EXTRACT:
------------------------------------------------------------------------

Federal Income-Based Repayment Plan Encourages Skyrocketing Law School Tuition
A recent item in The Washington Post explains “how Georgetown Law gets Uncle Sam to pay its students’ bills,” averaging $158,888 over three years, taking advantage of perverse incentives in a federal student-loan program. A federal income-based repayment plan forgives the student loan debt of law students who go to work for the government or a “public interest” law firm 10 years after they graduate, as long as they pay a small percentage of their income in the first ten years after graduation towards paying off part of their student loans. Typically, much of those law students’ loans are not paid off by the end of 10 years, and thus are forgiven at taxpayer expense. But Georgetown has figured out a way to take things even further and make taxpayers pick up the entire tab through creative accounting. Under its Loan Repayment Assistance Program, a student can get his law degree “absolutely free of charge,” and entirely on the taxpayer’s tab. As the Post notes,
Georgetown has found a very clever way to exploit recent reforms to federal student loan programs so as to greatly reduce the price of law school for students without costing the school anything either. Georgetown Law students who use LRAP use loans from Grad PLUS — the federal government’s student loan program for grad students — to fund the entire cost of going to law school. That includes not only tuition and fees but living expenses like housing and food. Grad PLUS has no upper limit on the amount you can borrow, so there isn’t any constraint on how much you take out.
Once out of school, the students enroll in an income-based repayment program, in which, if they’re working for a nonprofit, the federal government forgives all loans after 10 years. For that 10-year period, however, the borrower has to pay a share of their income. But under LRAP, Georgetown commits to covering all of those payments.
Upon first glance, it looks like what’s happening is that Georgetown is paying for part of the cost of law school and the federal government is forgiving the rest. But as Jason Delisle and Alex Holt at the New America Foundation discovered, Georgetown’s cleverer than that. The tuition paid by new students — tuition they’re often paying with federal loans — includes the cost of covering the previous students’ loan payments.

------------------------------------------------------------------------

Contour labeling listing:
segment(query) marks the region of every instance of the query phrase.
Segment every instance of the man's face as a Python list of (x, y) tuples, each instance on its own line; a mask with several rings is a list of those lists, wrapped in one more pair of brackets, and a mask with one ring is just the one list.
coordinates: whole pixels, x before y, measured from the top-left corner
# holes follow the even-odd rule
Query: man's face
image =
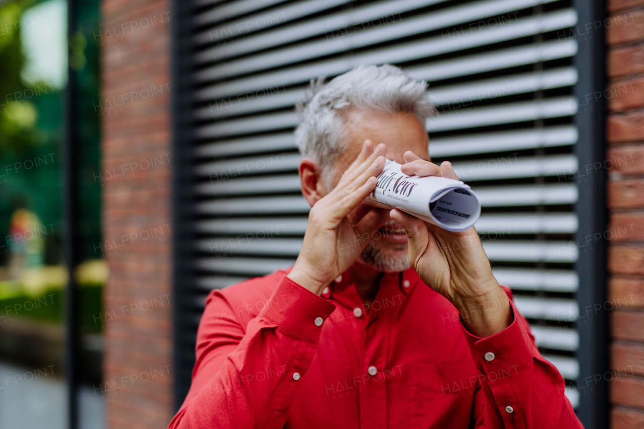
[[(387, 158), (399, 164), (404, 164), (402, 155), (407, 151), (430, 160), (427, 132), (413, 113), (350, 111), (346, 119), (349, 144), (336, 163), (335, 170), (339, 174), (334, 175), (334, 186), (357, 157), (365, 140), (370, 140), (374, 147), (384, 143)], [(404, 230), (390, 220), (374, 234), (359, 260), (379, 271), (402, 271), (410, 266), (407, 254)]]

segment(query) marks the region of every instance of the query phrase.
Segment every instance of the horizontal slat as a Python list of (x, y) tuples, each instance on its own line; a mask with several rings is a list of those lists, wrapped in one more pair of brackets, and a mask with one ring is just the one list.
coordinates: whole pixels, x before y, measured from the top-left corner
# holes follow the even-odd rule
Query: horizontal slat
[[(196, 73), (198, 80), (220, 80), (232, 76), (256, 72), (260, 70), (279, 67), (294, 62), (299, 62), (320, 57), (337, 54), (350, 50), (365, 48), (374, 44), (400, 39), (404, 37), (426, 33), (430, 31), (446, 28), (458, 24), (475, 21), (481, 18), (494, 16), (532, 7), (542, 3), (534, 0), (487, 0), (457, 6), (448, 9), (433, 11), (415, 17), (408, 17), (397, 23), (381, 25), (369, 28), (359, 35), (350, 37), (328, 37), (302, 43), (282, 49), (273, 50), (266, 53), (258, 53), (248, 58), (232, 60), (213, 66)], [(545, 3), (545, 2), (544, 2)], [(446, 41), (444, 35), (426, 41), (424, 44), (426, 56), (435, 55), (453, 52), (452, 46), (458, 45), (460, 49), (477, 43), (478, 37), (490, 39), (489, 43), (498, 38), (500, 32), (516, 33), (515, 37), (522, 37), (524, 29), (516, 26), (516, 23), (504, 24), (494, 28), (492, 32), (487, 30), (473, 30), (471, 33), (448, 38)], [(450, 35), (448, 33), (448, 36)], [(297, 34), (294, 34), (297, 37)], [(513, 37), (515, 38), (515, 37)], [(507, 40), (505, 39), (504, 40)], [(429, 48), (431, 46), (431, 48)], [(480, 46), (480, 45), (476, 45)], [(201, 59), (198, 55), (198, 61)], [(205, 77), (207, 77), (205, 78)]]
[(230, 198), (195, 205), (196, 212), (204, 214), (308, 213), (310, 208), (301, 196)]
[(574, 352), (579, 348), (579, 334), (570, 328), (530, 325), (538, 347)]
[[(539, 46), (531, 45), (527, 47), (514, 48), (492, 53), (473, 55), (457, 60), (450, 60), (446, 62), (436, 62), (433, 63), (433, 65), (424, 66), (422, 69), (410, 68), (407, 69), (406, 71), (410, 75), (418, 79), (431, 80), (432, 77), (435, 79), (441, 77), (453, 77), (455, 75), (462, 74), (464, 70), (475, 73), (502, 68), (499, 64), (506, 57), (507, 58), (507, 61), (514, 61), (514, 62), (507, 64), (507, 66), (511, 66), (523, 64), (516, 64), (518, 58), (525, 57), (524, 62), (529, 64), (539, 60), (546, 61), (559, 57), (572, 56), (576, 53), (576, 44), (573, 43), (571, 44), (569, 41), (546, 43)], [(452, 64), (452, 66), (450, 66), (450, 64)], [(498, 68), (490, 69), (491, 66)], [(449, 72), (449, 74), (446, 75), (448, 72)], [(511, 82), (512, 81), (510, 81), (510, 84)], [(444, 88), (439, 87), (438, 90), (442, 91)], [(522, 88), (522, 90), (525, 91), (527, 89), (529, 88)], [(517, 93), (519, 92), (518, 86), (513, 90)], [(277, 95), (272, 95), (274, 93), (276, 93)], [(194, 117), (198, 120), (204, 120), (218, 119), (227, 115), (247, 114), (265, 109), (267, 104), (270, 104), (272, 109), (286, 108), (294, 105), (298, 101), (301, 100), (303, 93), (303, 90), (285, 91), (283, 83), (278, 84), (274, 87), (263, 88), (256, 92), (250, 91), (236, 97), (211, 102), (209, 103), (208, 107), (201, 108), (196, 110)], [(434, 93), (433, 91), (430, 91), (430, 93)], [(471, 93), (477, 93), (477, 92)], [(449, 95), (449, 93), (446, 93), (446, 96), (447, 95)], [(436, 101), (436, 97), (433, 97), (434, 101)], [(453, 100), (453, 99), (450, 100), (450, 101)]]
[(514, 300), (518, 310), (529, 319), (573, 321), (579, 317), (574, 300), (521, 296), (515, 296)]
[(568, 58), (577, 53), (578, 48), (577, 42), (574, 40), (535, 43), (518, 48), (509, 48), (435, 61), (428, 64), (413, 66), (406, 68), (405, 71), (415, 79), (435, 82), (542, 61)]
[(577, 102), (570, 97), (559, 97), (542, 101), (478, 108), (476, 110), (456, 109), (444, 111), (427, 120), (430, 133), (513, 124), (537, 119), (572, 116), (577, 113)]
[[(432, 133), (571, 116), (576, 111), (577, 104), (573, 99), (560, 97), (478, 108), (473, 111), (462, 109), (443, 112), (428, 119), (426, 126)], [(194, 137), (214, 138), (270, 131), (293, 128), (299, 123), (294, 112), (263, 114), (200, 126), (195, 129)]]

------------------------------------------------------------------------

YOUR TASKS:
a) Rescale the part of the listing that opens at its start and closes with the line containing "266), (407, 254)]]", both ends included. Reproduce every line, requests included, but multiply each polygon coordinate in the answers by 1.3 and round to whole numbers, with halves rounding up, and omit the pictures.
b) Continue the article on Georgetown Law's loan repayment program, starting after its last sentence.
The article and the listing are unrelated to each other.

TASK RESULTS:
a)
segment(query) marks the region of every instance of the query phrase.
Segment every instance of the man's face as a Python list of (x, y) tuples, each instance on its own line; a mask with several rings is a list of those lists, wrapped in one more pair of brackets, and a mask with one ring is just the one list.
coordinates: whole pixels, x before y, measured from the top-left corner
# holes follow the even-odd rule
Query: man's face
image =
[[(503, 205), (519, 213), (525, 213), (523, 202), (529, 196), (559, 208), (555, 172), (537, 147), (455, 144), (450, 155), (454, 187), (437, 212), (436, 221), (441, 226), (434, 228), (434, 242), (464, 204), (475, 182), (481, 182), (486, 191), (499, 186)], [(525, 299), (507, 286), (486, 304), (467, 338), (493, 352), (523, 352), (533, 346), (529, 330)]]

b)
So Georgetown is ultimately paying its share with money its students borrow from the federal government. The feds are paying back themselves. At no step in the process does Georgetown actually have to pay anything. The feds are picking up the entire bill.
Here’s an over-simplified example of how Georgetown’s scheme works:
Let’s say that, without this program, Georgetown would be charging $10 for tuition. Let’s suppose further that, without this program and just using the normal federal income-based repayment program, these students would end up paying, on average, $5 over the 10 years before their loans are forgiven.
Now suppose Georgetown proposes this program, wherein instead of the student paying the $5, Georgetown pays the $5. It then increases the starting tuition to $15 to cover the new expense. Under normal student loan programs, that would mean that students would have to pay more back because they would need to take out a larger loan to cover the increased tuition.
But under income-based repayment, your payments vary with your income, not the size of the loan, so you still only have to pay back $5 before the loan is forgiven. So Georgetown gets $15 from the federal government, using $10 for education and using the other $5 to pay back the loan (or an equivalent earlier loan) before it’s forgiven. So the federal government is paying for all of this. Neither Georgetown nor the student pays a cent.
Of course, the real version doesn’t end up costing just $15. . . the average LRAP student gets $158,888 in federal money. Not loans, but money they don’t have to pay back. So the program amounts to a massive educational grant to Georgetown law students, who are likely to make more as lawyers than the vast majority of Americans.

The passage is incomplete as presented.